AIM:
Transcribe the data in full and exactly, omitting any pictures.

TASK MATERIAL:

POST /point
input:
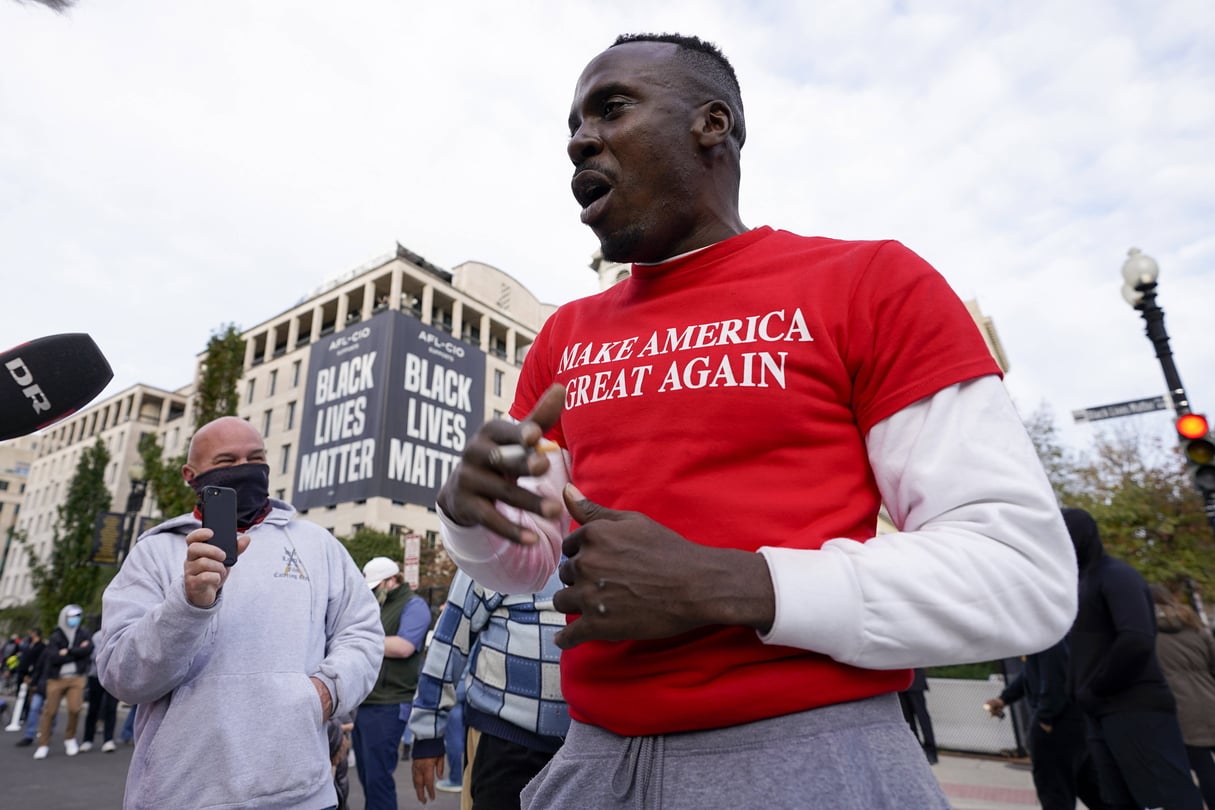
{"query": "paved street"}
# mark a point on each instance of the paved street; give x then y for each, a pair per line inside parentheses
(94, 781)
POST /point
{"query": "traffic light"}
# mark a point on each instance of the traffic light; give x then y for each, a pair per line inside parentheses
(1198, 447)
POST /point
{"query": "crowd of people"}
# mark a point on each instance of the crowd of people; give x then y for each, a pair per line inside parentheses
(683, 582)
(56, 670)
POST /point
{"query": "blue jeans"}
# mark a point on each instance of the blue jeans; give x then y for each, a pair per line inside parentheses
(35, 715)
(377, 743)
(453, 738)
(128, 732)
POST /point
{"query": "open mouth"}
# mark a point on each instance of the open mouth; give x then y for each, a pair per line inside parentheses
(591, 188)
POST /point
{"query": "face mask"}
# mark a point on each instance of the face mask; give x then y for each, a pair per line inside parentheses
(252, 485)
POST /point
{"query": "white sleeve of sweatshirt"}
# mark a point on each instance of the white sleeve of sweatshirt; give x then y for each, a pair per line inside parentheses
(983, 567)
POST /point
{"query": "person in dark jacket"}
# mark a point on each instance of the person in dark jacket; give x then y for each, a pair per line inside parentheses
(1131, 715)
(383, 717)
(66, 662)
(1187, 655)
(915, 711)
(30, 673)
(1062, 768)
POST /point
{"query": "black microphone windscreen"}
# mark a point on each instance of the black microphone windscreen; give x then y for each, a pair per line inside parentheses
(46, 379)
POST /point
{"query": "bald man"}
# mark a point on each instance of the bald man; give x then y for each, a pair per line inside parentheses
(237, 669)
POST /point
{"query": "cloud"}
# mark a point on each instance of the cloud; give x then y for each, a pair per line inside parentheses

FULL SOLUTION:
POST /point
input:
{"query": "paved street"}
# mark a point on each instance of the paved street; give x then y for each, a pair per line inside parentheses
(94, 781)
POST /point
{"query": "traffic light"}
# mark a point on each instance of the traffic light; give x then y for each, a pair per line inside parentheses
(1198, 447)
POST /point
{"query": "crowd of people"}
# mark a point on each instance of the crowd of people; give x then y for each, a pair per line inside parentheses
(683, 582)
(56, 670)
POST /point
{"query": "blue jeans"}
# mark a point on each instance of the blue jeans; give x then y for each, a pair per line inside parentheses
(35, 715)
(377, 743)
(453, 738)
(128, 732)
POST /point
{"query": "open mouth"}
# mark a point on each instance of the open mouth; give x then y for each, a pair per line inside parentheses
(591, 188)
POST /point
{"query": "face mask"}
# mark a point on each instance of the face mask; give x then y for each, a pair per line inside parentheses
(252, 485)
POST /point
{"query": "white sleeve of sweatshirt"}
# mark a point on each instance of the white sleeve of sweatshirt; give x then y for each, a pair per line inside parentheses
(983, 567)
POST /point
{"query": "person in dark jacket"}
# mark a point on each instance of the person in dark jacket; give x then y for each, a pair per line inside parentheses
(1131, 715)
(383, 717)
(66, 662)
(1187, 655)
(915, 711)
(30, 673)
(1062, 768)
POST /point
{"query": "black microphone windscreen"}
# mark a point on each instance of the black microphone windscreen; give x then y for each, a pair per line inside parentheses
(46, 379)
POST /point
{"query": "bald man"}
# mark a point on each instance of the bald man; give x then y for each, a pair per line inside parentheses
(237, 669)
POST /point
{"query": "cloud"}
# mark a point on each instance of the cloud; give x then y for each, a pair per line inside parentheses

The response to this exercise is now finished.